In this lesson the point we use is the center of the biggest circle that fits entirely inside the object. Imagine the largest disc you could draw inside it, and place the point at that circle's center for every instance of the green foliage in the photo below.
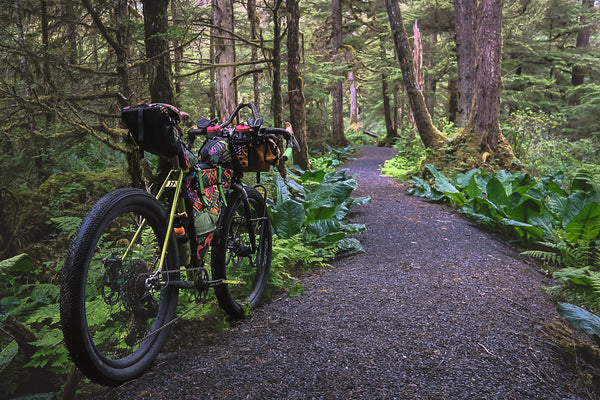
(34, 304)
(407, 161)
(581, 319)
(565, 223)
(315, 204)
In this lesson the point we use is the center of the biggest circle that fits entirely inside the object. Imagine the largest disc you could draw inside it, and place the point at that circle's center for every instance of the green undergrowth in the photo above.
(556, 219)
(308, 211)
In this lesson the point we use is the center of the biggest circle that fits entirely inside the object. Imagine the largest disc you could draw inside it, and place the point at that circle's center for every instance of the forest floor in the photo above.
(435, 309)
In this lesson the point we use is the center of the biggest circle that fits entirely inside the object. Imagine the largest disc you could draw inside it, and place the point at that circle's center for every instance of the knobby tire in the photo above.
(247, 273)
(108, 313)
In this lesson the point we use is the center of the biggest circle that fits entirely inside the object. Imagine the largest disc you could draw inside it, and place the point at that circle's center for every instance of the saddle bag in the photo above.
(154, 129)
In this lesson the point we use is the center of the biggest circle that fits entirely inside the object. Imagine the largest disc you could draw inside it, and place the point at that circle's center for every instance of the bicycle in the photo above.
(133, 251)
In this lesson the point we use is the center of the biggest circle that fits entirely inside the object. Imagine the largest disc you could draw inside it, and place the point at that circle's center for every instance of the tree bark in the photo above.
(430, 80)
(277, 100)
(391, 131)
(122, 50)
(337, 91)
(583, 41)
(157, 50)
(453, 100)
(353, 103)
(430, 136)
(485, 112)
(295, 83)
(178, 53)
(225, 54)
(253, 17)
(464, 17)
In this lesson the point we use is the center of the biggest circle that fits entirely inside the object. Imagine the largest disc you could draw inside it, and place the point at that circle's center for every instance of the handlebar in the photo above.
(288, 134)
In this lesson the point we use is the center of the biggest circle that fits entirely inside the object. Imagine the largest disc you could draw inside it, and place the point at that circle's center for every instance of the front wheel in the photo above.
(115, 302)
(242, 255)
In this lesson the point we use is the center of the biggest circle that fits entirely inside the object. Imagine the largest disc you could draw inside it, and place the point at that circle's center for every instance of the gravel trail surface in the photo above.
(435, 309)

_ _ _ _ _ _ _

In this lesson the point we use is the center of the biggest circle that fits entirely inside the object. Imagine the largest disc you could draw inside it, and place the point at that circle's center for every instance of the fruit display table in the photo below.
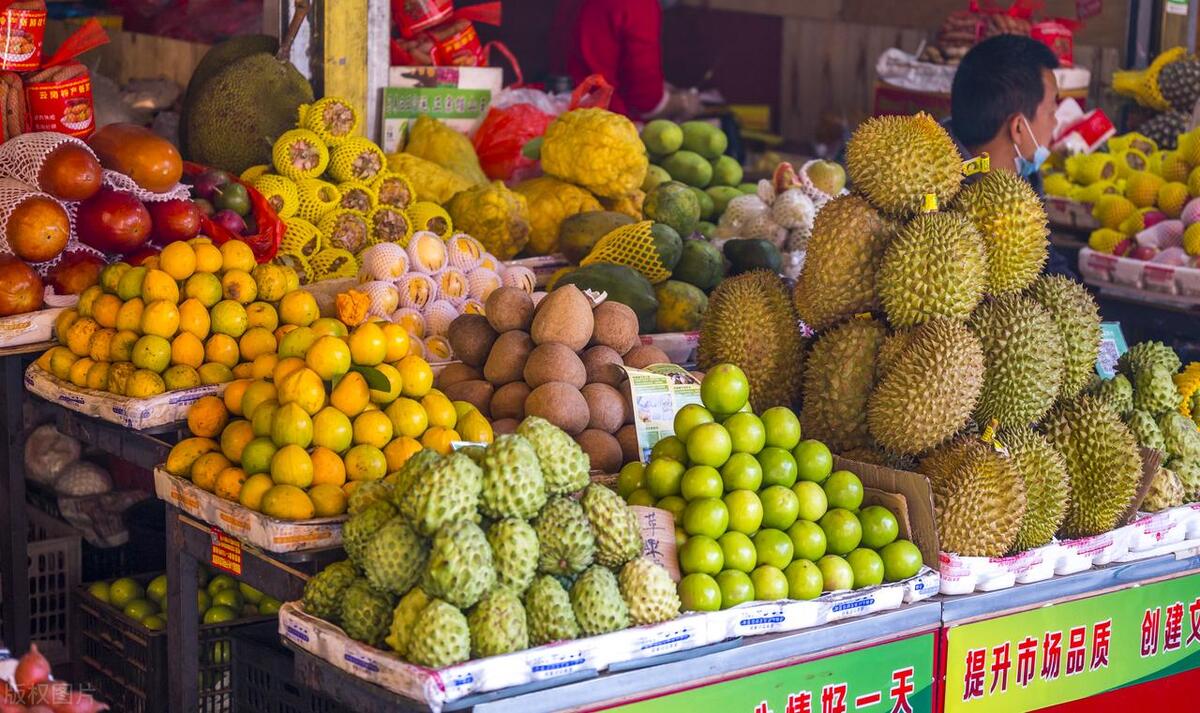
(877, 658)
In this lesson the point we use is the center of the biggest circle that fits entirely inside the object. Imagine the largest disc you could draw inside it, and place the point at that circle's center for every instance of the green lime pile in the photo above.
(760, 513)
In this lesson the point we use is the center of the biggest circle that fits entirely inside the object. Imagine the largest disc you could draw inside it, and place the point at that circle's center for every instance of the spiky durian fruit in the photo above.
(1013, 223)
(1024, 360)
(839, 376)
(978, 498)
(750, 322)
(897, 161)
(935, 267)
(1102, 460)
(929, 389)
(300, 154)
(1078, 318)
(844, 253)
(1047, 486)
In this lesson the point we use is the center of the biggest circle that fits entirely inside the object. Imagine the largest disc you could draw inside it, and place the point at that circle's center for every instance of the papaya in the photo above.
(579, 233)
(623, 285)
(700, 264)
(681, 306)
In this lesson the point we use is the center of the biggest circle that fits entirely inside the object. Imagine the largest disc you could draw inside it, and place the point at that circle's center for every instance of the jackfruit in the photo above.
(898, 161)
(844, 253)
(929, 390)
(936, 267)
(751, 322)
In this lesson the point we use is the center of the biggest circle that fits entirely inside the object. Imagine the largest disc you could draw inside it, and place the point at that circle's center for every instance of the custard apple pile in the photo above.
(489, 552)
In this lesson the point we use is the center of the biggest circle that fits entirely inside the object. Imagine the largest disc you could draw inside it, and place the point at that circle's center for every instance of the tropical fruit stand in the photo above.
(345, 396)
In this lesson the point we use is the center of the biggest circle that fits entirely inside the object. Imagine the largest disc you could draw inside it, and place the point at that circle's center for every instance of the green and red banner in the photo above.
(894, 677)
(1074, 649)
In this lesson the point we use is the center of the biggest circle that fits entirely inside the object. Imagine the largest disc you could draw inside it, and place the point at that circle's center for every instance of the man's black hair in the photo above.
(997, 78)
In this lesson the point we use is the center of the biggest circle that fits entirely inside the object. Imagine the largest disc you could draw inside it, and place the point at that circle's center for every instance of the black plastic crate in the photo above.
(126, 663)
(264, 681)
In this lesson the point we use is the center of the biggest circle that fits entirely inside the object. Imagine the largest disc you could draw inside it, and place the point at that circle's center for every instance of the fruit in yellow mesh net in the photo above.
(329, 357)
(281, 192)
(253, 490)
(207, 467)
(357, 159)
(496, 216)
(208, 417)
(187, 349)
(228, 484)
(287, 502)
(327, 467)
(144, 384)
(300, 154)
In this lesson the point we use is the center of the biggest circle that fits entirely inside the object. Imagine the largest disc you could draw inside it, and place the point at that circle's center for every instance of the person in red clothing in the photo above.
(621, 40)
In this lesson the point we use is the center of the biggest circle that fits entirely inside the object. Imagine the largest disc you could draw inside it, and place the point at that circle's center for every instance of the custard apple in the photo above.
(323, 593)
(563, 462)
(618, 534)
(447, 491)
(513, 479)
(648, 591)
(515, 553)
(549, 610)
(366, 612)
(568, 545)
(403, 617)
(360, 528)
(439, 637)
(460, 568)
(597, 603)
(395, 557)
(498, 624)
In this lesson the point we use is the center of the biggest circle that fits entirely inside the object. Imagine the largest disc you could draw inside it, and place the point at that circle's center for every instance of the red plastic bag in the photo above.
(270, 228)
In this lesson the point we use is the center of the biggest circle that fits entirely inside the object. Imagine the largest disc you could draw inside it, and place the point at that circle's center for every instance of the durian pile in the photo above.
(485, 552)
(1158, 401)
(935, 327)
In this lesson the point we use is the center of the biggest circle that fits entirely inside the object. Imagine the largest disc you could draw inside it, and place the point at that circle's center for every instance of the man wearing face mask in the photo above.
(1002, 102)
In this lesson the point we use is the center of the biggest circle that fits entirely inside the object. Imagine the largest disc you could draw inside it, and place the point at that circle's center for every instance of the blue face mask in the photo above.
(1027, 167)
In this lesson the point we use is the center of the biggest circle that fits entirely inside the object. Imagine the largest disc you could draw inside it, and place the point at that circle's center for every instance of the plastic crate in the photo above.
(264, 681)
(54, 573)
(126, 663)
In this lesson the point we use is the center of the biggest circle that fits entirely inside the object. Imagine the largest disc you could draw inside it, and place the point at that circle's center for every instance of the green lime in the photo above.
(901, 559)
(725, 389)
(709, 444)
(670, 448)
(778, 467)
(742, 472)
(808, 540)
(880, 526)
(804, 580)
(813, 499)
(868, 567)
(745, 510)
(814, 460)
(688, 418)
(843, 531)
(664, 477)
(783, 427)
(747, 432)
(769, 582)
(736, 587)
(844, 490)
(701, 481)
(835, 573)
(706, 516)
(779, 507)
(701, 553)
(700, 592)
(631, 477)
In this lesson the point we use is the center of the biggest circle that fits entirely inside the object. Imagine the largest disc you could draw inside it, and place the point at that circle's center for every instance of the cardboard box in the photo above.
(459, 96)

_ _ _ _ _ _ _

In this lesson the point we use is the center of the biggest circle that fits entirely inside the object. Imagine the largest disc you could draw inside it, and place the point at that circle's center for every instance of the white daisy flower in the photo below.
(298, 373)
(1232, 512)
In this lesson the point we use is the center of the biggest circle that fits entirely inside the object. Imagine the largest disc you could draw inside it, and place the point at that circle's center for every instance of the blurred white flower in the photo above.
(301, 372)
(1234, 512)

_ _ _ _ _ _ _

• Exercise description
How many lines of the records contain the string "papaya"? Count only matches with the same case, and reply with the number alone.

• The response
1